What is expected: Arrange every line of the records below as a numbered list, skipping blank lines. Leave the pictures out of your answer.
▬▬▬▬▬▬
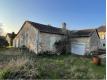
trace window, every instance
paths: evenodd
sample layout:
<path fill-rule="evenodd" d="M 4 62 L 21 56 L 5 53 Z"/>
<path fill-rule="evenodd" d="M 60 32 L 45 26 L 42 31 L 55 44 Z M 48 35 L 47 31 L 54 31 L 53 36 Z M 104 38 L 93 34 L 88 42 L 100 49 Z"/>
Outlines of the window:
<path fill-rule="evenodd" d="M 103 44 L 103 47 L 105 47 L 105 44 Z"/>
▬▬▬▬▬▬
The answer:
1. trace window, every instance
2. paths: evenodd
3. sample layout:
4. <path fill-rule="evenodd" d="M 4 62 L 21 56 L 5 53 Z"/>
5. <path fill-rule="evenodd" d="M 60 32 L 45 26 L 42 31 L 55 44 Z M 48 35 L 47 31 L 54 31 L 53 36 Z M 104 38 L 93 34 L 88 42 L 100 49 Z"/>
6. Outlines of the window:
7. <path fill-rule="evenodd" d="M 103 44 L 103 47 L 105 47 L 105 44 Z"/>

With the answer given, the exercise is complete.